SUPPLIED PASSAGE
****************

At length the candles are lighted and a
banquet brought in, the music sounds, and
every one with much delight rehearses their
actions in the former passages. "These," says
May regretfully (for the immortal dish was
invented in the reign of James the First)
"these were formerly the delight of nobility
before good housekeeping had left England,
and the sword really acted that which was
only counterfeited in such honest and laudable
exercises as these." Such were the sports at
Whitehall when black-browed, swarthy "Old
Rowley" presided at the table, on which grave
Clarendon condescended to smile, and which
Evelyn and Waller may have watched with
bland approval.

****************

WHAT YOU NEED TO DO
1. Reproduce the Whitehall banquet passage between "At length the" and "James the First)", inclusive.
2. List every person the Whitehall banquet passage names, including anyone given only by a nickname.

****************

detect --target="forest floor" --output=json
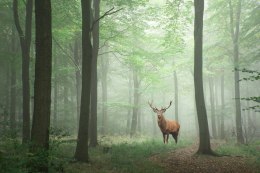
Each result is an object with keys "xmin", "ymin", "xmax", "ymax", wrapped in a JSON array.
[{"xmin": 149, "ymin": 143, "xmax": 260, "ymax": 173}]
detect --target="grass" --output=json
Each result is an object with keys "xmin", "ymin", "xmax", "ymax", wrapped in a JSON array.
[
  {"xmin": 65, "ymin": 137, "xmax": 190, "ymax": 173},
  {"xmin": 216, "ymin": 140, "xmax": 260, "ymax": 170},
  {"xmin": 0, "ymin": 136, "xmax": 190, "ymax": 173}
]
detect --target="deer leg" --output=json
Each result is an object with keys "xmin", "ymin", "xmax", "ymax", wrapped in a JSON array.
[
  {"xmin": 172, "ymin": 132, "xmax": 178, "ymax": 144},
  {"xmin": 163, "ymin": 133, "xmax": 165, "ymax": 144},
  {"xmin": 166, "ymin": 133, "xmax": 169, "ymax": 144}
]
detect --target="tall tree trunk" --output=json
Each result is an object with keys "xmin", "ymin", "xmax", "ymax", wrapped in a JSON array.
[
  {"xmin": 31, "ymin": 0, "xmax": 52, "ymax": 151},
  {"xmin": 229, "ymin": 0, "xmax": 244, "ymax": 144},
  {"xmin": 214, "ymin": 78, "xmax": 220, "ymax": 138},
  {"xmin": 9, "ymin": 60, "xmax": 16, "ymax": 137},
  {"xmin": 209, "ymin": 77, "xmax": 217, "ymax": 139},
  {"xmin": 9, "ymin": 28, "xmax": 16, "ymax": 137},
  {"xmin": 13, "ymin": 0, "xmax": 33, "ymax": 143},
  {"xmin": 53, "ymin": 57, "xmax": 58, "ymax": 127},
  {"xmin": 194, "ymin": 0, "xmax": 212, "ymax": 154},
  {"xmin": 220, "ymin": 72, "xmax": 226, "ymax": 139},
  {"xmin": 89, "ymin": 0, "xmax": 100, "ymax": 147},
  {"xmin": 174, "ymin": 71, "xmax": 179, "ymax": 121},
  {"xmin": 75, "ymin": 0, "xmax": 92, "ymax": 162},
  {"xmin": 74, "ymin": 39, "xmax": 81, "ymax": 129},
  {"xmin": 126, "ymin": 71, "xmax": 133, "ymax": 134},
  {"xmin": 130, "ymin": 69, "xmax": 139, "ymax": 137},
  {"xmin": 100, "ymin": 50, "xmax": 109, "ymax": 135},
  {"xmin": 3, "ymin": 64, "xmax": 11, "ymax": 133}
]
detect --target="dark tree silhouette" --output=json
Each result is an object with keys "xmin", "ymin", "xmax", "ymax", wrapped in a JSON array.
[
  {"xmin": 194, "ymin": 0, "xmax": 213, "ymax": 154},
  {"xmin": 75, "ymin": 0, "xmax": 92, "ymax": 162},
  {"xmin": 13, "ymin": 0, "xmax": 33, "ymax": 143}
]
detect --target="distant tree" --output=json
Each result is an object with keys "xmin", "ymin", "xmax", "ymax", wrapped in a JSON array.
[
  {"xmin": 13, "ymin": 0, "xmax": 33, "ymax": 143},
  {"xmin": 31, "ymin": 0, "xmax": 52, "ymax": 172},
  {"xmin": 209, "ymin": 76, "xmax": 217, "ymax": 138},
  {"xmin": 228, "ymin": 0, "xmax": 244, "ymax": 144},
  {"xmin": 194, "ymin": 0, "xmax": 213, "ymax": 154},
  {"xmin": 75, "ymin": 0, "xmax": 92, "ymax": 162},
  {"xmin": 89, "ymin": 0, "xmax": 100, "ymax": 147},
  {"xmin": 31, "ymin": 0, "xmax": 52, "ymax": 151},
  {"xmin": 9, "ymin": 28, "xmax": 17, "ymax": 137}
]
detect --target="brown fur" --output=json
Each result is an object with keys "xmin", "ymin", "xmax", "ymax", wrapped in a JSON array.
[{"xmin": 149, "ymin": 102, "xmax": 180, "ymax": 143}]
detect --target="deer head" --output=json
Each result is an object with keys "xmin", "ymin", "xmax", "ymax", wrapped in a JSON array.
[{"xmin": 148, "ymin": 101, "xmax": 172, "ymax": 119}]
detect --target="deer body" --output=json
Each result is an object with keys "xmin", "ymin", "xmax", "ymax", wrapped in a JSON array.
[{"xmin": 149, "ymin": 102, "xmax": 180, "ymax": 143}]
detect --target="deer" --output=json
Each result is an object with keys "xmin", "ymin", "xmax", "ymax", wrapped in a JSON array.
[{"xmin": 148, "ymin": 101, "xmax": 180, "ymax": 144}]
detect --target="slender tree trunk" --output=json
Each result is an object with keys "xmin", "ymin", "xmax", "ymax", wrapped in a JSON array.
[
  {"xmin": 31, "ymin": 0, "xmax": 52, "ymax": 151},
  {"xmin": 75, "ymin": 0, "xmax": 92, "ymax": 162},
  {"xmin": 130, "ymin": 69, "xmax": 139, "ymax": 137},
  {"xmin": 13, "ymin": 0, "xmax": 33, "ymax": 143},
  {"xmin": 174, "ymin": 71, "xmax": 179, "ymax": 121},
  {"xmin": 229, "ymin": 0, "xmax": 244, "ymax": 144},
  {"xmin": 126, "ymin": 71, "xmax": 133, "ymax": 134},
  {"xmin": 194, "ymin": 0, "xmax": 212, "ymax": 154},
  {"xmin": 3, "ymin": 64, "xmax": 11, "ymax": 133},
  {"xmin": 220, "ymin": 72, "xmax": 226, "ymax": 139},
  {"xmin": 90, "ymin": 0, "xmax": 100, "ymax": 147},
  {"xmin": 101, "ymin": 50, "xmax": 109, "ymax": 135},
  {"xmin": 214, "ymin": 78, "xmax": 221, "ymax": 138},
  {"xmin": 209, "ymin": 77, "xmax": 217, "ymax": 139},
  {"xmin": 53, "ymin": 57, "xmax": 58, "ymax": 127},
  {"xmin": 74, "ymin": 39, "xmax": 81, "ymax": 129},
  {"xmin": 9, "ymin": 28, "xmax": 16, "ymax": 137},
  {"xmin": 9, "ymin": 60, "xmax": 16, "ymax": 137},
  {"xmin": 137, "ymin": 102, "xmax": 142, "ymax": 133}
]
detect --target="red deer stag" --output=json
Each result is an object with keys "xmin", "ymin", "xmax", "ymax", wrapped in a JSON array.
[{"xmin": 148, "ymin": 101, "xmax": 180, "ymax": 143}]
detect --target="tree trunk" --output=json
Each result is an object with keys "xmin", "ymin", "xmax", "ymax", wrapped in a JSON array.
[
  {"xmin": 75, "ymin": 0, "xmax": 92, "ymax": 162},
  {"xmin": 3, "ymin": 64, "xmax": 11, "ymax": 133},
  {"xmin": 194, "ymin": 0, "xmax": 212, "ymax": 154},
  {"xmin": 130, "ymin": 69, "xmax": 139, "ymax": 137},
  {"xmin": 74, "ymin": 39, "xmax": 81, "ymax": 129},
  {"xmin": 13, "ymin": 0, "xmax": 33, "ymax": 143},
  {"xmin": 209, "ymin": 77, "xmax": 217, "ymax": 139},
  {"xmin": 53, "ymin": 57, "xmax": 58, "ymax": 127},
  {"xmin": 229, "ymin": 0, "xmax": 244, "ymax": 144},
  {"xmin": 126, "ymin": 72, "xmax": 133, "ymax": 134},
  {"xmin": 174, "ymin": 71, "xmax": 179, "ymax": 122},
  {"xmin": 89, "ymin": 0, "xmax": 100, "ymax": 147},
  {"xmin": 101, "ymin": 50, "xmax": 109, "ymax": 135},
  {"xmin": 31, "ymin": 0, "xmax": 52, "ymax": 151},
  {"xmin": 9, "ymin": 60, "xmax": 16, "ymax": 137},
  {"xmin": 9, "ymin": 28, "xmax": 16, "ymax": 137},
  {"xmin": 220, "ymin": 72, "xmax": 226, "ymax": 139}
]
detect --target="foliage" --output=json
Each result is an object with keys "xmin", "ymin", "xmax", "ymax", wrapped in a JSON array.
[{"xmin": 0, "ymin": 129, "xmax": 70, "ymax": 173}]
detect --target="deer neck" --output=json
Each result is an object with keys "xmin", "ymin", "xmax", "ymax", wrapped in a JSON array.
[{"xmin": 157, "ymin": 115, "xmax": 166, "ymax": 131}]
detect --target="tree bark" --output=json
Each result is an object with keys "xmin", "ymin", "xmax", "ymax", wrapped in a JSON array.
[
  {"xmin": 101, "ymin": 49, "xmax": 109, "ymax": 135},
  {"xmin": 126, "ymin": 71, "xmax": 132, "ymax": 134},
  {"xmin": 194, "ymin": 0, "xmax": 212, "ymax": 154},
  {"xmin": 174, "ymin": 71, "xmax": 179, "ymax": 122},
  {"xmin": 130, "ymin": 69, "xmax": 139, "ymax": 137},
  {"xmin": 89, "ymin": 0, "xmax": 100, "ymax": 147},
  {"xmin": 31, "ymin": 0, "xmax": 52, "ymax": 151},
  {"xmin": 74, "ymin": 38, "xmax": 81, "ymax": 129},
  {"xmin": 13, "ymin": 0, "xmax": 33, "ymax": 143},
  {"xmin": 75, "ymin": 0, "xmax": 92, "ymax": 162},
  {"xmin": 209, "ymin": 77, "xmax": 217, "ymax": 139},
  {"xmin": 220, "ymin": 72, "xmax": 226, "ymax": 139},
  {"xmin": 229, "ymin": 0, "xmax": 244, "ymax": 144},
  {"xmin": 53, "ymin": 57, "xmax": 58, "ymax": 127}
]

****************

RESULTS FOR THE EXERCISE
1.
At length the candles are lighted and a
banquet brought in, the music sounds, and
every one with much delight rehearses their
actions in the former passages. "These," says
May regretfully (for the immortal dish was
invented in the reign of James the First)

2.
May
James the First
Old Rowley
Clarendon
Evelyn
Waller